• _EXTRACT_
+---+

Return string representation of dialect to use.

property engine: Engine#

Return SQL Alchemy engine.

classmethod from_uri(database_uri: str, engine_args: Optional[dict] = None, **kwargs: Any) SQLDatabase#

Construct a SQLAlchemy engine from URI.

get_single_table_info(table_name: str) str#

Get table info for a single table.

get_table_columns(table_name: str) List[Any]#

Get table columns.

get_usable_table_names() Iterable[str]#

Get names of tables available.

insert_into_table(table_name: str, data: dict) None#

Insert data into a table.

property metadata_obj: MetaData#

Return SQL Alchemy metadata.

run_sql(command: str) Tuple[str, Dict]#

Execute a SQL statement and return a string representing the results.

If the statement returns rows, a string of the results is returned. If the statement returns no rows, an empty string is returned.

truncate_word(content: Any, *, length: int, suffix: str = '...') str#

Truncate a string to a certain number of words, based on the max string length.

SQL Container builder.

class llama_index.indices.struct_store.container_builder.SQLContextContainerBuilder(sql_database: SQLDatabase, context_dict: Optional[Dict[str, str]] = None, context_str: Optional[str] = None)#

SQLContextContainerBuilder.

Build a SQLContextContainer that can be passed to the SQL index during index construction or during query-time.

NOTE: if context_str is specified, that will be used as context instead of context_dict

Parameters
  • sql_database (SQLDatabase) – SQL database

  • context_dict (Optional[Dict[str, str]]) – context dict

build_context_container(ignore_db_schema: bool = False) SQLContextContainer#

Build index structure.

+---+

• _WHAT YOU WILL DO_
(a) From the SQL database reference, output the passage starting at "property metadata_obj: MetaData#" and ending at "representing the results.".
(b) In the SQL database reference, rewrite the paragraph beginning "If the statement returns rows" as a short list that keeps its main facts.
You can complete this work without the records.

• _INFORMATION PROVIDED_
+---+

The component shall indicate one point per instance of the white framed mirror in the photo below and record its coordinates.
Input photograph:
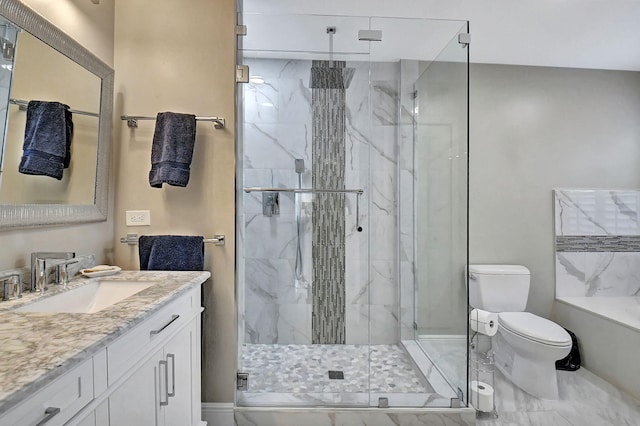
(47, 65)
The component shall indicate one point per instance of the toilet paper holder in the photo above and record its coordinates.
(481, 384)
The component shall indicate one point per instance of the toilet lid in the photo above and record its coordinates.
(535, 328)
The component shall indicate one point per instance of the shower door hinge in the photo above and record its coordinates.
(464, 39)
(241, 30)
(242, 73)
(242, 381)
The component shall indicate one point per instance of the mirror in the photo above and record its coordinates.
(42, 63)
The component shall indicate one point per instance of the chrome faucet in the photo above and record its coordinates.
(12, 285)
(39, 277)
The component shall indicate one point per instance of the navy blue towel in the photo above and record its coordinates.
(172, 149)
(47, 139)
(171, 253)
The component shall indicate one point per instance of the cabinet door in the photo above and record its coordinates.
(137, 400)
(181, 365)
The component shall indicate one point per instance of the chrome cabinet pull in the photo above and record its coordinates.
(49, 413)
(173, 374)
(161, 329)
(166, 384)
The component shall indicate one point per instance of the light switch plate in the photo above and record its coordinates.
(138, 218)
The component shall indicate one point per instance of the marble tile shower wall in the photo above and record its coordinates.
(277, 130)
(597, 243)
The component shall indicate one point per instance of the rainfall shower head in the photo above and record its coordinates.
(330, 77)
(330, 74)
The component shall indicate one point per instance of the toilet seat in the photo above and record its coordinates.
(534, 328)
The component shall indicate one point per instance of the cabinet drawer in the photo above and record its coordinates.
(57, 402)
(122, 353)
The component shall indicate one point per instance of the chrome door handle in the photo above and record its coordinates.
(173, 374)
(49, 413)
(166, 384)
(161, 329)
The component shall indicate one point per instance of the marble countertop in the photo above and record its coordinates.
(36, 348)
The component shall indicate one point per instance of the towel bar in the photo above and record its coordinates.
(132, 239)
(132, 120)
(23, 107)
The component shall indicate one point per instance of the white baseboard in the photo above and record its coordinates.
(218, 413)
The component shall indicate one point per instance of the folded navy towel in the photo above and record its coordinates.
(172, 149)
(47, 139)
(171, 253)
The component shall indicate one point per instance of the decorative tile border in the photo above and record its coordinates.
(598, 243)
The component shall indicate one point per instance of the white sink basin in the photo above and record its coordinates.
(90, 298)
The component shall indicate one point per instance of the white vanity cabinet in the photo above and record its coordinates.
(148, 375)
(154, 370)
(161, 391)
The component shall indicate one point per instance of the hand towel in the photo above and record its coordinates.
(47, 139)
(171, 253)
(172, 149)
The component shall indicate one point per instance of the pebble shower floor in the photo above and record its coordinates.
(305, 369)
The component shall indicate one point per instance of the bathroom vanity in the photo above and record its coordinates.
(135, 361)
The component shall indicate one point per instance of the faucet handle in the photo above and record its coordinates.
(62, 274)
(12, 287)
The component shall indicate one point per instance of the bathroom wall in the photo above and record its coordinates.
(180, 57)
(88, 23)
(534, 129)
(93, 28)
(277, 129)
(597, 243)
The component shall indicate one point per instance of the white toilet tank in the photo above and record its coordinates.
(499, 288)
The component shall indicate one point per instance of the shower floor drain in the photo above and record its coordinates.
(336, 374)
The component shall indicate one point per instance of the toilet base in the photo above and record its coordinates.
(534, 377)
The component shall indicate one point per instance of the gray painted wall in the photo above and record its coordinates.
(534, 129)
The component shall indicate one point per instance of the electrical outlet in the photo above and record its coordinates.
(138, 218)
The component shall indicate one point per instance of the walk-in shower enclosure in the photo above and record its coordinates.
(352, 212)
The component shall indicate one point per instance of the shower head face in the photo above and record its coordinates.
(330, 78)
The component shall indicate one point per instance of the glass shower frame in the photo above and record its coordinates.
(386, 265)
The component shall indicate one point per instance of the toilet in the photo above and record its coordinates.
(526, 346)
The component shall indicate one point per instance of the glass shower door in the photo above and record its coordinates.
(441, 211)
(303, 301)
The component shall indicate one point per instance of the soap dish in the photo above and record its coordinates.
(100, 271)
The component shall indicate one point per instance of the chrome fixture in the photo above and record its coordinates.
(330, 75)
(270, 203)
(299, 165)
(132, 120)
(132, 239)
(62, 274)
(39, 277)
(249, 189)
(11, 285)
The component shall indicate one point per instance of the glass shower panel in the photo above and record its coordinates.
(441, 211)
(400, 61)
(303, 191)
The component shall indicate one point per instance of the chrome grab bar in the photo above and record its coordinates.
(303, 190)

+---+

• _TASK-BY-TASK ANSWERS_
(a)
property metadata_obj: MetaData#

Return SQL Alchemy metadata.

run_sql(command: str) Tuple[str, Dict]#

Execute a SQL statement and return a string representing the results.

(b)
- Statement returns rows: a string of the results is returned.
- Statement returns no rows: an empty string is returned.